| Passage shown |
>>>

Firefighter rescues teens from lake using shovel as paddle

Volunteer Firefighter and Armstrong County Task Force 340 Chief John Uskuraitis used the shovel to paddle and break through ice to get to the teens


Dillon Carr
The Tribune-Review

WESTMORELAND COUNTY, Pa. — Firefighter John Uskuraitis said he “thought the worst” when he arrived at Northmoreland Park Lake where two teenage boys struggled to get out of the frigid water Saturday afternoon.

But as soon as he got closer, he saw them moving.

Armstrong County Task Force 340 is a volunteer water rescue group made up of firefighters and EMS personnel from multiple agencies. On Saturday, members of the task force helped rescue two teens whose raft capsized on a frigid lake. (Photo/Armstrong County Task Force 340 - Water Rescue Facebook)
Armstrong County Task Force 340 is a volunteer water rescue group made up of firefighters and EMS personnel from multiple agencies. On Saturday, members of the task force helped rescue two teens whose raft capsized on a frigid lake. (Photo/Armstrong County Task Force 340 - Water Rescue Facebook)

He, along with his counterparts from Markle, Vandergrift and Allegheny Township volunteer fire departments were able to rescue the shivering teens and get them taken to Forbes Hospital in Monroeville.

“I’m amazed that they weren’t (hypothermic),” he said, estimating they had been submerged in the water for 30 minutes after their inflatable raft capsized.

He thanked his training and 20-odd years of experience for knowing what to do right away.

<<<

| What is being asked |
In the lake rescue article, which hospital were the two teens taken to?

| Data for review |

>>>

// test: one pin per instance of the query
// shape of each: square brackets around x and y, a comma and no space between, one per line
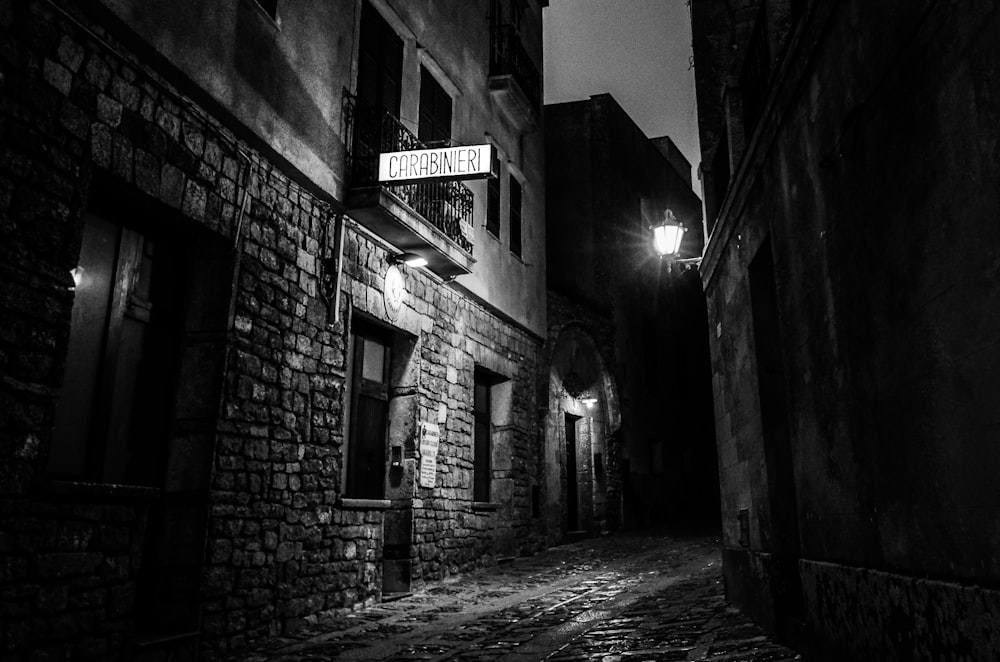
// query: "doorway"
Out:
[572,476]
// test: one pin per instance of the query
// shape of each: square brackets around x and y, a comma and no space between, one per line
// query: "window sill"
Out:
[364,504]
[99,491]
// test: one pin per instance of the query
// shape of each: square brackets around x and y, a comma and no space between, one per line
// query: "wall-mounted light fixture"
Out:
[409,259]
[667,235]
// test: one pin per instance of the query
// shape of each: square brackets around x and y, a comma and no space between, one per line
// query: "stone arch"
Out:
[582,413]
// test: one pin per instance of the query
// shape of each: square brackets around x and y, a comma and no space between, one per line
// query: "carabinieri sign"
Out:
[445,163]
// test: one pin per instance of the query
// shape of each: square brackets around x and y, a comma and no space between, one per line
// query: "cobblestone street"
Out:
[627,597]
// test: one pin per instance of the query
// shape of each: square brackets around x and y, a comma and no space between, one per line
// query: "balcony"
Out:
[514,81]
[424,218]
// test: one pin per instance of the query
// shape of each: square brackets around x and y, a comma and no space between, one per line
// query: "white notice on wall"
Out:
[430,439]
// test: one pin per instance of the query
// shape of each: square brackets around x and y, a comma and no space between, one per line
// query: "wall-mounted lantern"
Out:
[667,235]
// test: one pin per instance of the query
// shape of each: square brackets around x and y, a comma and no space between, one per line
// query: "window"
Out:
[508,13]
[515,216]
[366,456]
[380,63]
[493,206]
[111,413]
[270,7]
[483,442]
[435,111]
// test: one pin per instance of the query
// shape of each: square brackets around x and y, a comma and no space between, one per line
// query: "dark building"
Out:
[850,173]
[226,406]
[626,328]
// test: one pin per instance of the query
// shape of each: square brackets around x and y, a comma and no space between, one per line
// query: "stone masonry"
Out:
[81,117]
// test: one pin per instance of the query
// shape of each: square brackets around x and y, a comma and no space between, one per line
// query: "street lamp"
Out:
[667,235]
[410,260]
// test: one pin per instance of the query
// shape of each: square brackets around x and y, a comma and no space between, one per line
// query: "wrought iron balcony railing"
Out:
[756,73]
[508,57]
[370,132]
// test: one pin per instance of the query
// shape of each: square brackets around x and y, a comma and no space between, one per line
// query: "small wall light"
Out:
[667,235]
[409,259]
[77,274]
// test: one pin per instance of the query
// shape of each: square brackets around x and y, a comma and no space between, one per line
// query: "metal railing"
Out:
[371,131]
[508,56]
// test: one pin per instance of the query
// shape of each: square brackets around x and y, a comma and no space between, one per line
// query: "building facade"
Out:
[849,167]
[227,406]
[626,328]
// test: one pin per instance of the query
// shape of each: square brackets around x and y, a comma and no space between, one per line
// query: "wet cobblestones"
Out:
[625,598]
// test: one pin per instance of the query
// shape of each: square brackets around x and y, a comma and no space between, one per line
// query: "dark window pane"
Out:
[483,446]
[435,110]
[269,6]
[380,63]
[111,411]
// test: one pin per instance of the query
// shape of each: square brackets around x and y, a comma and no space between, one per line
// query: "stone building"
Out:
[850,166]
[628,383]
[227,406]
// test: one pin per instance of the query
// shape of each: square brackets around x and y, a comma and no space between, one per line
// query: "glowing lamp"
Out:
[667,235]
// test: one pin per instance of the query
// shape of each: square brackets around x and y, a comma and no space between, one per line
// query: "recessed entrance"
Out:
[572,476]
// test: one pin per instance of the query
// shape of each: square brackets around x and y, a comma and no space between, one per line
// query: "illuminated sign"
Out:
[445,163]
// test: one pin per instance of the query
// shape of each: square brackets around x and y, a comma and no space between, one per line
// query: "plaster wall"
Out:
[883,132]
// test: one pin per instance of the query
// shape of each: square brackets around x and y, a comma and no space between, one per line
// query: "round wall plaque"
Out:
[393,292]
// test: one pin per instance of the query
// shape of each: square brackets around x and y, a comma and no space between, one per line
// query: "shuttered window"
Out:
[515,216]
[435,111]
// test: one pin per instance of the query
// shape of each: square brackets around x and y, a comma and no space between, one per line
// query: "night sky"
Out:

<<<

| Task answer |
Forbes Hospital in Monroeville